> [MATERIAL SHOWN]:
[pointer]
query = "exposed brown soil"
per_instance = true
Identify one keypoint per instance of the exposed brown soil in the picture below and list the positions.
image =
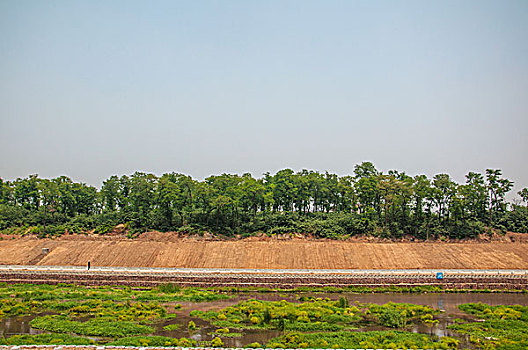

> [WHAT IS NEEDED]: In the records above, swap "exposed brown soil" for "bare brown earth" everywhere it appears, leaving everything else unchanged, and give the lines again without the pictures.

> [TASK ANSWER]:
[pointer]
query = "bare brown earth"
per_instance = true
Identify one keypoint per instance of the bare brown earth in the picture below and list the positions.
image =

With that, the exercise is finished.